++++ INFORMATION SUPPLIED
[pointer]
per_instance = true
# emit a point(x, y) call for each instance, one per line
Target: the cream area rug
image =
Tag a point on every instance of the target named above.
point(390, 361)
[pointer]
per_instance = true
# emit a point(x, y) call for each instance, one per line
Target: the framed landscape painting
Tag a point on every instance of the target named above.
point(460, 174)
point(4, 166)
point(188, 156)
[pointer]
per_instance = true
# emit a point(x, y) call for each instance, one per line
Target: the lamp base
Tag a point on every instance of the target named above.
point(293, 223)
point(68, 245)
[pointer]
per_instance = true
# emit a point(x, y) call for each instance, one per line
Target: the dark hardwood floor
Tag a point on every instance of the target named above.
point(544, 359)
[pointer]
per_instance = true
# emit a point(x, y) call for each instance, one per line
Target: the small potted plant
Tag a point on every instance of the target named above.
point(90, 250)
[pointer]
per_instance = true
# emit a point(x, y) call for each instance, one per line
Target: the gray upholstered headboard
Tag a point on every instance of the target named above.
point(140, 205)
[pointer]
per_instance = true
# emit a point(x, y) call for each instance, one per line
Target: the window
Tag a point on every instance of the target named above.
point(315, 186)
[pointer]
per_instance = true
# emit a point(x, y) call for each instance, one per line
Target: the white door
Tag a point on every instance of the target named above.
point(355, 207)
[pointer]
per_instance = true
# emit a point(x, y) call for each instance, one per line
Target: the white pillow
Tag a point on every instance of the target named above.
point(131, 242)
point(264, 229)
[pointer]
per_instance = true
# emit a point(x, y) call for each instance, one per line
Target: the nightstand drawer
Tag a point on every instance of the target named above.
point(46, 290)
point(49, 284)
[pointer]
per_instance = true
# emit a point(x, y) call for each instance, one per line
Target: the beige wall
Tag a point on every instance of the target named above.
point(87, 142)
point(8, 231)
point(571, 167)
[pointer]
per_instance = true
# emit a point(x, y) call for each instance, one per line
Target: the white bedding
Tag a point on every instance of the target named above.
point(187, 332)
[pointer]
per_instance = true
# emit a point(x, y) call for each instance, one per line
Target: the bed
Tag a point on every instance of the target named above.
++++++++
++++ INFORMATION SUPPLIED
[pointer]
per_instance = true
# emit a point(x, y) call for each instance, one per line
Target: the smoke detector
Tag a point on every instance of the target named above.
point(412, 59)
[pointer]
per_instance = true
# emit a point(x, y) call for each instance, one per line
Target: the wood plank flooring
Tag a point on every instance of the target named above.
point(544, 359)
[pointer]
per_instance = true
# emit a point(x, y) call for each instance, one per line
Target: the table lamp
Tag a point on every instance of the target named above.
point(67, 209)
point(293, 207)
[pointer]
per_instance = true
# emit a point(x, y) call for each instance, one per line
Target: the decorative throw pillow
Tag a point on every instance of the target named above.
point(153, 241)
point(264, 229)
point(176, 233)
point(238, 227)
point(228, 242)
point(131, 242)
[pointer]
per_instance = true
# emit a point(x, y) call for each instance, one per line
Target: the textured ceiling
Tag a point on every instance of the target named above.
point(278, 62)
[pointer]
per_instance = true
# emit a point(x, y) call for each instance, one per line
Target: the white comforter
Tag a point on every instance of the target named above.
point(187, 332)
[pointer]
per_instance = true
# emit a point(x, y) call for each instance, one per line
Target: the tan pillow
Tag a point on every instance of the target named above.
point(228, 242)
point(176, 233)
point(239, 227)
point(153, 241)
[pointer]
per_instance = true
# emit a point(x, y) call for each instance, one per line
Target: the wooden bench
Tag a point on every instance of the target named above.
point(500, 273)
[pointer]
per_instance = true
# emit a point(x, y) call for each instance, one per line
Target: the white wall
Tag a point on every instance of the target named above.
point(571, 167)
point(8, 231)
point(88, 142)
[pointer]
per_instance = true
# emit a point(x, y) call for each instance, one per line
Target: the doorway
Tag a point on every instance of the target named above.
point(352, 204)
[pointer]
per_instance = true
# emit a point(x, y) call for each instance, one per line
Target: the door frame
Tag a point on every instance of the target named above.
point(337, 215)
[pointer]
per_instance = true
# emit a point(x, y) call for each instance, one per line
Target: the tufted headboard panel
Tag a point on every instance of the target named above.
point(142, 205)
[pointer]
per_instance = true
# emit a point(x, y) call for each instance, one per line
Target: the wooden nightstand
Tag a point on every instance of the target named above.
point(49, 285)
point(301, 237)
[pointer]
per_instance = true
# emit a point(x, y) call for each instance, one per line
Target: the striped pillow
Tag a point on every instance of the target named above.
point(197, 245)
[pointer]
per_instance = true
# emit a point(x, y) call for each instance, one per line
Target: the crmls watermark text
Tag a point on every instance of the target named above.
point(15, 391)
++++++++
++++ INFORMATION SUPPLIED
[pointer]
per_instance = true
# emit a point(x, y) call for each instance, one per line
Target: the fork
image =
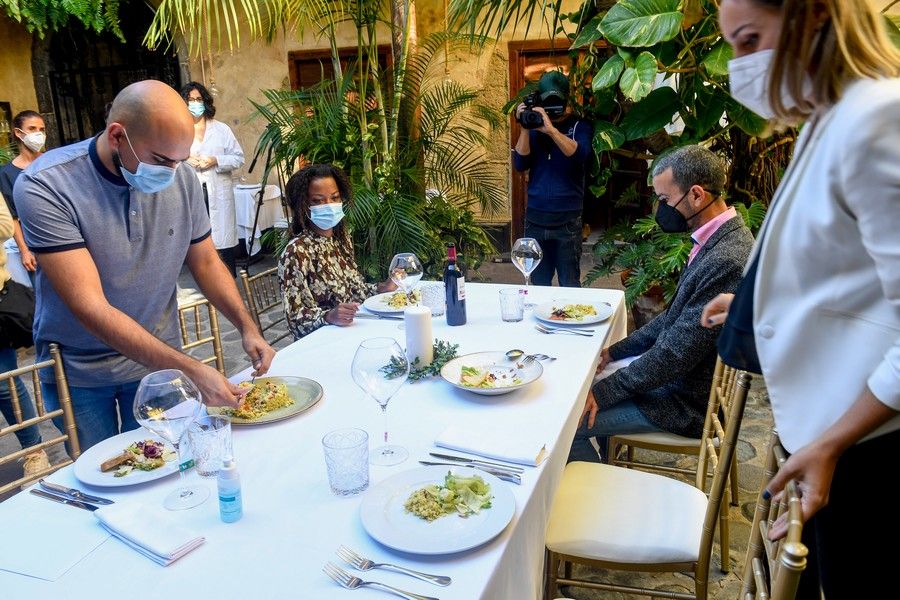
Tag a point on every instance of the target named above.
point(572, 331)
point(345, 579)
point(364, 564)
++++++++
## WHAT TO WORK ON
Pull out each line of the records above that contains the word "lamp". Uppercase and lowercase letters count as different.

## RESPONSE TO THE TASK
Target: the lamp base
Target: the table lamp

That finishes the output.